◆ What the task requires: Apart from the pictures, every entry should be reproduced exactly.

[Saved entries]

○ ○ ○ ○

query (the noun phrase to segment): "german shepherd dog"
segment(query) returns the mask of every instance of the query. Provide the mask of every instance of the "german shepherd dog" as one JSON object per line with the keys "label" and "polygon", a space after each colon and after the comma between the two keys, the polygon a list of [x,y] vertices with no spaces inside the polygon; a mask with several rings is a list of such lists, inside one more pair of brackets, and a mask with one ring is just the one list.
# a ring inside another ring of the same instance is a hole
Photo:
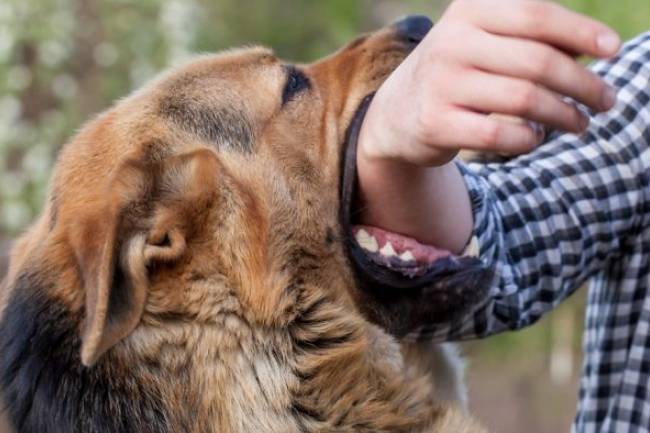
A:
{"label": "german shepherd dog", "polygon": [[404,337],[491,271],[353,217],[365,108],[430,27],[199,57],[86,124],[0,291],[16,432],[482,432]]}

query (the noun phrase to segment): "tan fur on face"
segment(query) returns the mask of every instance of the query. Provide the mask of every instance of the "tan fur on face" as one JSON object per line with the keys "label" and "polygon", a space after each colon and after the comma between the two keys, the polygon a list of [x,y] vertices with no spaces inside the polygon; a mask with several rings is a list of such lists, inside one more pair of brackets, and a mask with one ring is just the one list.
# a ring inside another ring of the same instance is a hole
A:
{"label": "tan fur on face", "polygon": [[359,39],[300,67],[286,103],[260,48],[154,80],[65,146],[0,308],[34,275],[78,328],[79,368],[135,380],[126,404],[159,398],[162,431],[483,431],[351,295],[344,135],[407,53],[390,28]]}

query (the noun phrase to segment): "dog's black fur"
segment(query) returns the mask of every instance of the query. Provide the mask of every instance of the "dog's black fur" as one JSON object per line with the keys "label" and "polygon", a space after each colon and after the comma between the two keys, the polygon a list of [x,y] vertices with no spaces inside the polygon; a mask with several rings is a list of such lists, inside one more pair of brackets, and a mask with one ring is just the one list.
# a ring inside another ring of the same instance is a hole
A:
{"label": "dog's black fur", "polygon": [[113,354],[82,366],[79,320],[46,284],[19,276],[0,323],[0,386],[16,433],[171,433],[156,390],[115,371],[128,366]]}

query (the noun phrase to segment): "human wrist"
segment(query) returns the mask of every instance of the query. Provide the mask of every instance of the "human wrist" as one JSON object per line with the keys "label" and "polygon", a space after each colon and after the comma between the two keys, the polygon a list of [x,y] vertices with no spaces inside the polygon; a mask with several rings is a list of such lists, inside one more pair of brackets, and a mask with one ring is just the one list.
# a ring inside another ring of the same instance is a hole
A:
{"label": "human wrist", "polygon": [[461,252],[471,235],[469,196],[456,164],[422,167],[357,156],[359,222]]}
{"label": "human wrist", "polygon": [[458,253],[473,226],[467,189],[452,162],[458,150],[429,145],[415,113],[398,106],[410,98],[390,80],[368,107],[357,142],[358,222]]}

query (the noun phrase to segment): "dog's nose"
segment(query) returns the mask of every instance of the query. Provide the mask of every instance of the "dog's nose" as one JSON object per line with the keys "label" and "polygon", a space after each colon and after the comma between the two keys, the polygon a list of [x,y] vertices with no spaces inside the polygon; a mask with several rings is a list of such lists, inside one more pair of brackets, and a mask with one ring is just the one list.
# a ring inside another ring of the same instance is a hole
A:
{"label": "dog's nose", "polygon": [[429,33],[433,22],[424,15],[409,15],[395,23],[397,34],[407,42],[418,44]]}

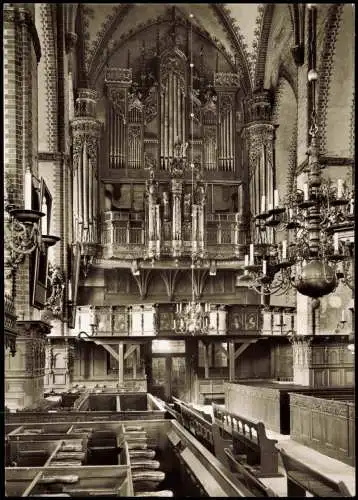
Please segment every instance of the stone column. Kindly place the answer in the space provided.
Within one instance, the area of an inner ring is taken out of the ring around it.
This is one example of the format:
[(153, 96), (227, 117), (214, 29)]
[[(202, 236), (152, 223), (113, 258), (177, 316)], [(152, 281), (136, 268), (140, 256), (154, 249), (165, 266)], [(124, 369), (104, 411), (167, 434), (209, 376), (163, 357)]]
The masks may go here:
[[(264, 210), (273, 208), (275, 172), (274, 139), (275, 126), (271, 120), (270, 96), (267, 91), (256, 91), (248, 103), (250, 121), (243, 130), (247, 151), (247, 183), (251, 217), (262, 211), (262, 196), (265, 196)], [(243, 197), (243, 215), (247, 214)]]
[(23, 409), (44, 396), (46, 335), (51, 326), (43, 321), (18, 321), (17, 352), (5, 360), (5, 403)]
[(101, 124), (95, 118), (96, 91), (79, 89), (78, 94), (76, 116), (71, 123), (74, 239), (90, 247), (98, 242), (98, 147)]

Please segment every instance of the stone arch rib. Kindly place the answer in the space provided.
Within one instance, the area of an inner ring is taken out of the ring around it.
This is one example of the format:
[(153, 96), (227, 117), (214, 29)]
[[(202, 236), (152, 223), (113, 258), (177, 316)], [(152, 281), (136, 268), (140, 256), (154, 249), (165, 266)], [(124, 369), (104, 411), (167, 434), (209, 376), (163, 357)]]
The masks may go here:
[(254, 88), (263, 88), (265, 81), (265, 66), (267, 45), (270, 36), (271, 22), (274, 13), (275, 5), (267, 4), (262, 20), (261, 38), (257, 48), (257, 61), (254, 78)]
[(333, 59), (335, 54), (336, 40), (340, 21), (343, 14), (344, 4), (332, 4), (329, 8), (325, 33), (326, 38), (323, 44), (318, 84), (317, 116), (319, 127), (319, 152), (325, 153), (327, 144), (327, 111), (328, 99), (333, 71)]

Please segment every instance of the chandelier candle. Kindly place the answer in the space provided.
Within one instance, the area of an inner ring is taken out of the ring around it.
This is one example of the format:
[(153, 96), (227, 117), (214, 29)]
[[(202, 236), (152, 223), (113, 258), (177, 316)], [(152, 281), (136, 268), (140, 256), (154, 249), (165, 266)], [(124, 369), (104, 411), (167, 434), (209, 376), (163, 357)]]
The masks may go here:
[(262, 274), (266, 275), (267, 273), (267, 261), (263, 260), (262, 261)]
[(264, 213), (266, 208), (266, 196), (263, 194), (261, 196), (261, 212)]
[(337, 184), (337, 198), (340, 200), (343, 198), (343, 179), (338, 179)]
[(25, 172), (25, 193), (24, 193), (24, 202), (25, 202), (25, 210), (31, 210), (32, 205), (32, 174), (29, 170)]
[(282, 260), (287, 259), (287, 240), (283, 240), (282, 242)]
[(254, 265), (254, 244), (250, 244), (250, 266)]
[(334, 253), (337, 255), (339, 252), (339, 241), (338, 241), (338, 234), (334, 233), (333, 235), (333, 250)]
[(303, 200), (307, 201), (308, 200), (308, 183), (305, 182), (303, 184)]
[(275, 189), (273, 193), (273, 206), (274, 208), (277, 208), (279, 206), (279, 198), (278, 198), (278, 189)]

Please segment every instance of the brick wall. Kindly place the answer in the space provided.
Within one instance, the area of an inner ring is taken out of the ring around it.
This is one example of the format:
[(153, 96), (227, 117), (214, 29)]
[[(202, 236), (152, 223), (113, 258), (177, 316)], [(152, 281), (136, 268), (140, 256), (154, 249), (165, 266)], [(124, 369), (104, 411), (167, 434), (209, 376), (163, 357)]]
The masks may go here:
[[(7, 5), (4, 9), (4, 171), (10, 202), (23, 207), (23, 180), (33, 171), (36, 156), (36, 32), (31, 9)], [(36, 164), (35, 164), (36, 165)], [(11, 186), (9, 192), (9, 186)], [(29, 305), (29, 258), (20, 264), (15, 282), (16, 313), (27, 319)]]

○ ○ ○ ○

◆ Solution to the problem:
query (the noun phrase to segment): "german shepherd dog"
segment(query) returns the mask of every instance of the query. Provide the mask of every instance of the "german shepherd dog" as one JSON object per line with the keys "label" and "polygon", a space after each colon and after the comma between the two keys, the polygon a list of [x,y] vertices with no spaces inside the polygon; a mask with several rings is a list of such lists, inside one more pair of brackets, and a mask with one ring is just the one list.
# a ring inside another ring of the same instance is a hole
Photo:
A:
{"label": "german shepherd dog", "polygon": [[404,337],[491,271],[353,217],[365,108],[430,27],[199,57],[86,124],[0,291],[16,432],[482,432]]}

query (the noun phrase to segment): "tan fur on face"
segment(query) returns the mask of every instance of the query. Provide the mask of every instance of the "tan fur on face" as one JSON object per line with the keys "label" and "polygon", a space after each colon and after the comma between the two keys, the polygon a list of [x,y] vertices with no spaces inside the polygon; a mask with several rings is a list of such lists, inside one more pair of brackets, and a mask with one ring is just the one list.
# a ring inside another ring of the same instance is a hole
A:
{"label": "tan fur on face", "polygon": [[359,39],[300,67],[286,103],[260,48],[154,80],[65,146],[0,308],[34,275],[78,328],[79,368],[135,380],[126,404],[159,398],[162,431],[483,431],[351,295],[344,135],[407,53],[390,28]]}

query (the noun phrase to segment): "dog's black fur"
segment(query) returns the mask of every instance of the query. Provide the mask of every instance of the "dog's black fur" as one JSON object per line with the keys "label" and "polygon", a space after each colon and after the comma between the two keys, the polygon a list of [x,y] vertices with no spaces inside the polygon; a mask with several rings is a list of such lists, inside one more pair of brackets, and a mask with one ring is just the one list.
# a ring inside another ring of the same instance is a hole
A:
{"label": "dog's black fur", "polygon": [[113,354],[82,366],[79,320],[46,284],[19,276],[0,323],[0,386],[16,433],[171,433],[156,390],[115,371],[128,366]]}

query (the noun phrase to segment): "human wrist"
segment(query) returns the mask of every instance of the query. Provide the mask of every instance of the "human wrist" as one JSON object per line with the keys "label" and "polygon", a space after each colon and after the comma between the two keys, the polygon a list of [x,y] vertices with no spaces inside the polygon; a mask with several rings is a list of such lists, inside one more pair of brackets, and a mask with one ring is just the one list.
# a ring inside another ring of the same instance is a hole
A:
{"label": "human wrist", "polygon": [[461,252],[471,235],[469,196],[456,164],[422,167],[357,156],[359,222]]}
{"label": "human wrist", "polygon": [[458,253],[473,226],[467,189],[452,162],[458,150],[429,145],[415,113],[398,106],[410,98],[390,80],[368,107],[357,142],[358,222]]}

query (the noun phrase to segment): "dog's nose"
segment(query) returns the mask of every instance of the query. Provide the mask of every instance of the "dog's nose" as one JSON object per line with the keys "label" and "polygon", a space after each colon and after the comma between the two keys, the polygon a list of [x,y] vertices with no spaces inside the polygon; a mask with several rings is a list of such lists, inside one more pair of brackets, and a mask with one ring is just the one list.
# a ring inside another ring of the same instance is a hole
A:
{"label": "dog's nose", "polygon": [[429,33],[433,22],[424,15],[409,15],[395,23],[397,34],[407,42],[418,44]]}

Please segment every instance of the stone column. Kindly place the answer in the space provided.
Within one instance, the area of an inner ring is taken out of the ring around it.
This is one example of the format:
[(153, 96), (227, 117), (214, 29)]
[[(202, 236), (152, 223), (113, 258), (177, 316)], [(152, 281), (136, 268), (140, 256), (154, 249), (165, 266)], [(124, 369), (104, 411), (167, 434), (209, 376), (163, 357)]]
The masks may go here:
[[(264, 210), (273, 208), (275, 172), (274, 139), (275, 126), (271, 120), (270, 96), (267, 91), (256, 91), (248, 103), (250, 121), (243, 130), (247, 151), (247, 183), (251, 217), (262, 211), (262, 196), (265, 196)], [(243, 197), (243, 215), (247, 214)]]
[(23, 409), (44, 396), (46, 335), (51, 326), (43, 321), (18, 321), (17, 352), (5, 360), (5, 403)]
[(101, 124), (95, 118), (96, 91), (79, 89), (78, 94), (76, 116), (71, 123), (74, 239), (90, 247), (98, 242), (98, 147)]

Please segment every instance of the stone arch rib. Kindly place the answer in the space provided.
Within one instance, the area of an inner ring is taken out of the ring around it.
This is one example of the format:
[(153, 96), (227, 117), (214, 29)]
[[(202, 236), (152, 223), (113, 258), (177, 316)], [(152, 281), (136, 268), (140, 256), (154, 249), (165, 266)], [(124, 369), (104, 411), (167, 434), (209, 376), (163, 357)]]
The masks may go here:
[(254, 88), (263, 88), (265, 81), (265, 66), (267, 45), (270, 36), (271, 22), (274, 13), (275, 5), (267, 4), (262, 20), (261, 38), (257, 48), (257, 61), (254, 78)]
[(333, 59), (335, 54), (336, 40), (340, 21), (343, 14), (344, 4), (332, 4), (329, 8), (325, 33), (326, 38), (323, 44), (318, 84), (317, 116), (319, 127), (319, 152), (325, 153), (327, 144), (327, 111), (328, 99), (333, 71)]

Please segment every instance of the chandelier candle. Kindly place the answer in the space provided.
Within one instance, the area of an inner ring is taken out of the ring around it.
This is one example of the format:
[(153, 96), (227, 117), (214, 29)]
[[(202, 236), (152, 223), (113, 258), (177, 316)], [(152, 281), (136, 268), (140, 256), (154, 249), (165, 266)], [(124, 369), (104, 411), (167, 434), (209, 376), (163, 357)]]
The masks may go here:
[(262, 274), (266, 275), (267, 273), (267, 261), (263, 260), (262, 261)]
[(264, 213), (266, 208), (266, 196), (263, 194), (261, 196), (261, 212)]
[(337, 184), (337, 198), (340, 200), (343, 198), (343, 179), (338, 179)]
[(25, 172), (25, 193), (24, 193), (24, 202), (25, 202), (25, 210), (31, 210), (32, 205), (32, 174), (29, 170)]
[(282, 260), (287, 259), (287, 240), (283, 240), (282, 242)]
[(254, 265), (254, 244), (250, 244), (250, 266)]
[(334, 253), (337, 255), (339, 252), (339, 241), (338, 241), (338, 234), (334, 233), (333, 235), (333, 250)]
[(303, 200), (307, 201), (308, 200), (308, 183), (305, 182), (303, 184)]
[(275, 189), (273, 193), (273, 206), (274, 208), (277, 208), (279, 206), (279, 198), (278, 198), (278, 189)]

Please segment every instance of the brick wall. Kindly place the answer in the space provided.
Within one instance, the area of an inner ring is taken out of the ring around it.
This is one example of the format:
[(153, 96), (227, 117), (214, 29)]
[[(202, 236), (152, 223), (113, 258), (177, 316)], [(152, 281), (136, 268), (140, 256), (154, 249), (165, 266)], [(124, 369), (104, 411), (167, 434), (209, 376), (163, 357)]]
The masks may go here:
[[(7, 5), (4, 9), (4, 171), (10, 202), (23, 207), (23, 180), (33, 171), (36, 156), (36, 32), (31, 9)], [(36, 164), (35, 164), (36, 165)], [(11, 186), (9, 192), (9, 186)], [(29, 305), (29, 258), (20, 264), (15, 282), (16, 313), (27, 319)]]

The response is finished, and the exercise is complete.